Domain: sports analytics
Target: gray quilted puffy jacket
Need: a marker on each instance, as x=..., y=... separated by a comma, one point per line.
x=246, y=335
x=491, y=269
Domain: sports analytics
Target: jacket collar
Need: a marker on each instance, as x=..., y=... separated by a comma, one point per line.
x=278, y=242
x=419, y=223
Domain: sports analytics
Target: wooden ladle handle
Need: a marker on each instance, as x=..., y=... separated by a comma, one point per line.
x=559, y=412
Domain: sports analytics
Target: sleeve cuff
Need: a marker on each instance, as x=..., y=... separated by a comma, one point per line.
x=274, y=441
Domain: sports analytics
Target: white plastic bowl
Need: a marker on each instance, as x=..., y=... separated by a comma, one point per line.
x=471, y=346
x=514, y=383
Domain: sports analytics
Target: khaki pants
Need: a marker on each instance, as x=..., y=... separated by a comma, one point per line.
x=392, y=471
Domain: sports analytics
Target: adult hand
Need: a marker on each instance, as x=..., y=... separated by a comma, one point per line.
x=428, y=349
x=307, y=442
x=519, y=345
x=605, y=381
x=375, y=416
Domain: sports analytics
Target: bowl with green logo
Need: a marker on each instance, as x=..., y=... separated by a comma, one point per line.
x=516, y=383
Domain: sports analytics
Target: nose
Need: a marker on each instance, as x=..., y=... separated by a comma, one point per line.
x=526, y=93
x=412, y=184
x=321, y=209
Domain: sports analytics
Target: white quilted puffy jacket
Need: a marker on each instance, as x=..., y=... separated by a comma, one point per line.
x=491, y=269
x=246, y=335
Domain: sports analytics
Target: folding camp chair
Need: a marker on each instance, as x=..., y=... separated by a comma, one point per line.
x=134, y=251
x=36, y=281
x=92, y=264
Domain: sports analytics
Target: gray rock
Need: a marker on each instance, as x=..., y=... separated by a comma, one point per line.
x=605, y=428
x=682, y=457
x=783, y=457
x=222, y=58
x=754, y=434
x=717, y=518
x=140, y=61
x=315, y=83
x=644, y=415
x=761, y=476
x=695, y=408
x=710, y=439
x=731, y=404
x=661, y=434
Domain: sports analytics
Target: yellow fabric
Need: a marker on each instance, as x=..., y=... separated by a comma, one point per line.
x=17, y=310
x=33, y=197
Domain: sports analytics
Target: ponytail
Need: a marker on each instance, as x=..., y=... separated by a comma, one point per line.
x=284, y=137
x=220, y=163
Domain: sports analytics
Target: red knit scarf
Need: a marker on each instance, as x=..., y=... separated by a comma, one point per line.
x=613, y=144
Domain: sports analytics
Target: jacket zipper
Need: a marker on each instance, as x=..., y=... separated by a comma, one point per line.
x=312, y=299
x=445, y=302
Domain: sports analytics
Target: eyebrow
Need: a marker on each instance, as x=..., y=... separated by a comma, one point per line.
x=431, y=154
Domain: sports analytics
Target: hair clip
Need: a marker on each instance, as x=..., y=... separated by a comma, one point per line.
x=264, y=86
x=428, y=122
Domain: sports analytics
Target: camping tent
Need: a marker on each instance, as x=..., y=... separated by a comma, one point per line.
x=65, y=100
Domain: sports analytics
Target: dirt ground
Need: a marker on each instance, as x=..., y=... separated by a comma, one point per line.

::::::::

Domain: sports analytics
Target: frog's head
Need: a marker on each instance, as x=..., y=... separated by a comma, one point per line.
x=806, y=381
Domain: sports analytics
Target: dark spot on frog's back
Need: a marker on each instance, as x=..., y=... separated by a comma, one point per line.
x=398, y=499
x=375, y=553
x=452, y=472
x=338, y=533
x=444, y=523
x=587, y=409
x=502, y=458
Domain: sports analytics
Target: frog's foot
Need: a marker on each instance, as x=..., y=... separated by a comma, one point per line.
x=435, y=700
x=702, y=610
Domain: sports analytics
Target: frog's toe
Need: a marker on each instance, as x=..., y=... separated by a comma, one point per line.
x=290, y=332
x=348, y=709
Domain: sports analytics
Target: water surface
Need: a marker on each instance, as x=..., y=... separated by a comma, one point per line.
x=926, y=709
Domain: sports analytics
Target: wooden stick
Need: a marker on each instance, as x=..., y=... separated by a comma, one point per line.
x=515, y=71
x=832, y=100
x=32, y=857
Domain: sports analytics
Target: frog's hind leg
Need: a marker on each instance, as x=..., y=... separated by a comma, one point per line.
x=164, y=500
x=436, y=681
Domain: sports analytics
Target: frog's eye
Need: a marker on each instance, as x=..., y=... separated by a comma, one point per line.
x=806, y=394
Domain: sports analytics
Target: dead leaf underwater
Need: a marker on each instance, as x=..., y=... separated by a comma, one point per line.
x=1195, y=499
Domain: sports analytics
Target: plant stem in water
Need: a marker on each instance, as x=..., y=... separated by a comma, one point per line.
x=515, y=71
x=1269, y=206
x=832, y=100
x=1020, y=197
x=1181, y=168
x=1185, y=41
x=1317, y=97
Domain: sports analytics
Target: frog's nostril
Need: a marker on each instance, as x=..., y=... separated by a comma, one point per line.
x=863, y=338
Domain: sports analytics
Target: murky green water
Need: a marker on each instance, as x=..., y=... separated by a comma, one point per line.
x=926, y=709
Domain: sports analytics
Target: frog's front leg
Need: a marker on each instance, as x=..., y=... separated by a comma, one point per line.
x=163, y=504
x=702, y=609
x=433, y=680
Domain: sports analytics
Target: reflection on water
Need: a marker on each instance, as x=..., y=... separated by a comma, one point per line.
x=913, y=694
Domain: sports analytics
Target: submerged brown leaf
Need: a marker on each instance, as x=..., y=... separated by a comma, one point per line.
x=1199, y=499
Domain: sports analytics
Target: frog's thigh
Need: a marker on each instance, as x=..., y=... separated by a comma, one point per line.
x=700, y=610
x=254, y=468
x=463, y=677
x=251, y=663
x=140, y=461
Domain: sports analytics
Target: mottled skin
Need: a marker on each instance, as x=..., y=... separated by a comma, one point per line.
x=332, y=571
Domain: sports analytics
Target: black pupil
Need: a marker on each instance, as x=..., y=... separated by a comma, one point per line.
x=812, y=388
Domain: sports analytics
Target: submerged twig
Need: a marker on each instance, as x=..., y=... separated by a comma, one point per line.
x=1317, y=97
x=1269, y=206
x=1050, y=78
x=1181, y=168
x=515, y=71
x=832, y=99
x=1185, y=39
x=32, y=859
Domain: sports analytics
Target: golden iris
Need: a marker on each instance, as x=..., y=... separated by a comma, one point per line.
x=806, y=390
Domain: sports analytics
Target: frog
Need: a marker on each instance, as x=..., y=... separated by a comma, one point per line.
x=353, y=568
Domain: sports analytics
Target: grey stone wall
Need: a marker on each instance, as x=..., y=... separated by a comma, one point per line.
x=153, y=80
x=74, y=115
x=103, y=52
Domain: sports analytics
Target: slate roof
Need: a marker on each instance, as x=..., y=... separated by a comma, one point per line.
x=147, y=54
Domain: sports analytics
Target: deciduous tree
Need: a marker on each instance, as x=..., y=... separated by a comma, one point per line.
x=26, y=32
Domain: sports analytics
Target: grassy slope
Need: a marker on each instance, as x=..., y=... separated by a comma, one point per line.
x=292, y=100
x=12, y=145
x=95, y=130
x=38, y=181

::::::::

**Your task**
Return the lines above that include the string "jacket".

**Answer space**
Target: gray quilted puffy jacket
Target: jacket collar
Target: white quilted puffy jacket
Target: jacket zipper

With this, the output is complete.